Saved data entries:
· · ·

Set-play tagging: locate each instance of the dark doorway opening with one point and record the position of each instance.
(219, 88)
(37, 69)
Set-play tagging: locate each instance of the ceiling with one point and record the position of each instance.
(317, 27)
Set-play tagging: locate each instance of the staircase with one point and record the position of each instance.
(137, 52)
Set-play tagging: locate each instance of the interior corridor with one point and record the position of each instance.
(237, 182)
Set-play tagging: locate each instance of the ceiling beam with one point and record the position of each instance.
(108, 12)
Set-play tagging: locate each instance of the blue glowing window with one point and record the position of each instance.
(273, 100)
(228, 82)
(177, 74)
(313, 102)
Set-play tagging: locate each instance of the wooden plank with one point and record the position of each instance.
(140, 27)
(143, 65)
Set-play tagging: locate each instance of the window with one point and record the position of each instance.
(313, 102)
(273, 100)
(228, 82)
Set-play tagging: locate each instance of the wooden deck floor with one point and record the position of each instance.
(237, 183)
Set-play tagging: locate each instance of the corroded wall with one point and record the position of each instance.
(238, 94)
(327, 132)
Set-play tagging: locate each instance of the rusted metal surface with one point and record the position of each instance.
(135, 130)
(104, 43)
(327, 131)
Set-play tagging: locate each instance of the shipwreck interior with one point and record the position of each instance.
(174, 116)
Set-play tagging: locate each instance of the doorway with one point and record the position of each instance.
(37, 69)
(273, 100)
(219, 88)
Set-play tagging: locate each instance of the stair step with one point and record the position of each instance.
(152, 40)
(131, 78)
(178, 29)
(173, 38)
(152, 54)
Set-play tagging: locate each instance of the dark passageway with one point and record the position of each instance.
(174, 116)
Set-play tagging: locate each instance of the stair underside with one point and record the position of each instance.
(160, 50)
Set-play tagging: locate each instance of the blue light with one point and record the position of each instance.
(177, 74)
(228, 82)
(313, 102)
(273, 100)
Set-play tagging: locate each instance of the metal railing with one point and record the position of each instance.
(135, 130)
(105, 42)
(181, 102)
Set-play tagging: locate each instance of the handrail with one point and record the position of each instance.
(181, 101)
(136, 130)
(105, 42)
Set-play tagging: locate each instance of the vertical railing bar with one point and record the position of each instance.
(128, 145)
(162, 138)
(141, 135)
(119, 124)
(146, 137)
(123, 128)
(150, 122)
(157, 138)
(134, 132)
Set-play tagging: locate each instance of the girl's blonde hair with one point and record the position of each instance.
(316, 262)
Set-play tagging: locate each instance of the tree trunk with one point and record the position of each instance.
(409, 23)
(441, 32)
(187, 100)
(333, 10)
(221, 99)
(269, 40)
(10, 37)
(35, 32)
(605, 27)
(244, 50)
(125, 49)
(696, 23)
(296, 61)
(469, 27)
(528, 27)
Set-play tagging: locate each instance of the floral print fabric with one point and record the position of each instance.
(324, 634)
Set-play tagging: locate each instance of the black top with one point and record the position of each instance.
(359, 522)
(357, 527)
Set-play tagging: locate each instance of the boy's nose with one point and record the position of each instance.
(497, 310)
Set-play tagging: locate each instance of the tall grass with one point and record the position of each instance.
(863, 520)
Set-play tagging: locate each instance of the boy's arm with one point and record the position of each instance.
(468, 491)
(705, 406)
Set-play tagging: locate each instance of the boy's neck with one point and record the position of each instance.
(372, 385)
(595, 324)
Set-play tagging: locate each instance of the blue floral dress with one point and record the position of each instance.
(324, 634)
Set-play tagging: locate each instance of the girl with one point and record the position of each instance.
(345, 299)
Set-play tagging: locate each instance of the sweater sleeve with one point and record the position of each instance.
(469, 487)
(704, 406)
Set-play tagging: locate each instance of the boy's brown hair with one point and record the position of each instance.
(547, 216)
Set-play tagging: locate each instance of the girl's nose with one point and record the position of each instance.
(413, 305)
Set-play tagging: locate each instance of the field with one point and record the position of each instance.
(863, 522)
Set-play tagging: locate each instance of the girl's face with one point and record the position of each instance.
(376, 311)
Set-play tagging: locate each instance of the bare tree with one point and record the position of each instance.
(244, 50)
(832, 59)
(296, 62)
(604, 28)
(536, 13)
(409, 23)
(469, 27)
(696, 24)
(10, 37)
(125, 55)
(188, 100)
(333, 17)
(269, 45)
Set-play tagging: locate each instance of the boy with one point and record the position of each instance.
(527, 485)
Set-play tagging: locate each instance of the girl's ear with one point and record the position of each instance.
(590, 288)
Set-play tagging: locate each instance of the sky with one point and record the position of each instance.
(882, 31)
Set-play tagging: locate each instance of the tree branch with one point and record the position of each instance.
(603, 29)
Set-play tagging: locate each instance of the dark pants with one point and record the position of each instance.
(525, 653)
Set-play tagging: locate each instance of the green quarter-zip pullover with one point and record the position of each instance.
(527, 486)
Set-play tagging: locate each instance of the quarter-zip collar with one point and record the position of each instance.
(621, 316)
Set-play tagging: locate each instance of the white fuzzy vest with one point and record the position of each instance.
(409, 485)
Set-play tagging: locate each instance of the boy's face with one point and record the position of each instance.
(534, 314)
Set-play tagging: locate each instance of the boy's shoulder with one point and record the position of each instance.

· · ·

What this task involves: Would you write out each entry precisely as it is given?

Exercise result:
Set-play tagging: locate each instance of the dark doorway opening with one point and record the position of each instance.
(219, 88)
(37, 69)
Set-play tagging: locate each instance of the ceiling with one point and record the position of each instance.
(317, 27)
Set-play tagging: locate each instance of the staircase with one point and record the position of each instance.
(137, 52)
Set-play tagging: locate each instance of the interior corridor with one point and record the position of each instance.
(237, 182)
Set-play tagging: locate each instance of the ceiling beam with one point and record the position of each instance.
(108, 12)
Set-play tagging: locate each instance of the blue glowing window with one point and record the position of each instance.
(273, 100)
(228, 82)
(177, 74)
(313, 102)
Set-play tagging: locate each instance of the wooden plank with one point and record the position of each instance.
(140, 27)
(143, 65)
Set-play tagging: locate each instance of the window with one point and record the position of each instance.
(313, 102)
(273, 100)
(228, 82)
Set-play tagging: locate each instance of the wooden deck floor with one point and record the position of each instance.
(237, 183)
Set-play tagging: locate each instance of the corroded wall with one point and record the position of each instance.
(238, 94)
(327, 132)
Set-play tagging: locate each instance of the rusted metal surface with one point and record the position of each instance.
(135, 130)
(104, 43)
(327, 131)
Set-play tagging: locate each instance of the shipwreck interior with one point and record the position of each instance.
(174, 116)
Set-play tagging: locate each instance of the doorway with one point and record the position of each instance.
(37, 69)
(273, 100)
(219, 88)
Set-play tagging: locate each instance of the stair step with one point and record the position of each instance.
(152, 40)
(131, 78)
(178, 29)
(173, 38)
(152, 54)
Set-play tagging: locate each instance of the dark passageway with one point and record the position of each instance.
(174, 116)
Set-play tagging: locate each instance of the stair underside with one point and record the position of each instance.
(160, 50)
Set-play tagging: locate each instance of the blue light with one point and record the position of each instance.
(177, 74)
(228, 82)
(313, 102)
(273, 100)
Set-play tagging: locate each instance of the metal railing with one point and record the position of each instance.
(135, 130)
(105, 42)
(181, 102)
Set-play tagging: locate each instance of the handrail with one point and record the position of each instance.
(181, 101)
(136, 130)
(105, 42)
Set-play tagging: locate each instance of the vertical railing bar with one point and record the position of each instance.
(128, 145)
(162, 138)
(141, 135)
(119, 124)
(146, 137)
(123, 128)
(150, 122)
(157, 138)
(134, 132)
Set-play tagging: locate each instance of the girl's blonde hair with one point and record the position of each instance.
(316, 262)
Set-play tagging: locate each instance of the tree trunk with one point and record the position of each instance.
(409, 23)
(441, 32)
(187, 100)
(333, 10)
(221, 99)
(269, 40)
(10, 37)
(35, 32)
(605, 27)
(244, 50)
(125, 49)
(696, 23)
(296, 61)
(469, 27)
(528, 27)
Set-play tagging: locate each instance of the floral print fabric with one point and record the position of each instance.
(324, 634)
Set-play tagging: locate each instance of the black top with one point and record the position of each instance.
(359, 522)
(357, 527)
Set-play tagging: locate each instance of the boy's nose with one point and record the position of each instance.
(497, 310)
Set-play tagging: locate each instance of the tall grass with one point and record the position of each instance.
(863, 520)
Set-play tagging: locate each instance of the boy's arm with one point and record the position of each instance.
(468, 491)
(705, 406)
Set-play tagging: locate each instance of the boy's neck with one point and record the position of each instance.
(372, 385)
(595, 324)
Set-play tagging: locate each instance of the blue floral dress with one point and record the position of each instance.
(324, 634)
Set-play tagging: locate each instance of the girl with one point and record the position of each instance.
(345, 299)
Set-play tagging: locate each instance of the sweater sleeve with one point and record the position of each instance.
(469, 487)
(704, 406)
Set-play tagging: locate each instance of the boy's brown hair with one point and record the position of each instance.
(547, 216)
Set-play tagging: locate each instance of the girl's nose with one point and record the position of each instance.
(413, 305)
Set-play tagging: locate each instance of the field with one point and record the position of each instance.
(863, 522)
Set-play tagging: locate each instance of the girl's face with one point and record the position of each instance.
(376, 311)
Set-play tagging: locate each instance of the bare tree with one point and record the position of each instance.
(244, 50)
(832, 59)
(296, 62)
(604, 28)
(536, 13)
(409, 23)
(469, 27)
(696, 24)
(10, 37)
(125, 55)
(188, 100)
(333, 17)
(269, 45)
Set-play tagging: locate each instance of the boy with one point and record the position of each instance.
(527, 485)
Set-play tagging: locate each instance of the girl's ear with one point and record the position of each instance.
(590, 288)
Set-play tagging: locate each instance of the sky with one point and record the position of each instance.
(882, 31)
Set-play tagging: locate each instance of the tree branch with one point and record the position of each instance.
(603, 29)
Set-play tagging: locate each instance of the dark pants with one point and record the position of each instance.
(525, 653)
Set-play tagging: locate each instance of the green quarter-zip pullover with one point and record the position of each instance.
(527, 486)
Set-play tagging: locate each instance of the quarter-zip collar with one point and record the position of each instance.
(621, 316)
Set-play tagging: locate each instance of the white fuzzy vest with one point and record the position of each instance.
(409, 485)
Set-play tagging: locate each instance of the boy's face with one point and record the position of each instance.
(534, 314)
Set-play tagging: locate each instance of the boy's shoulder with one point and record the position of each instance.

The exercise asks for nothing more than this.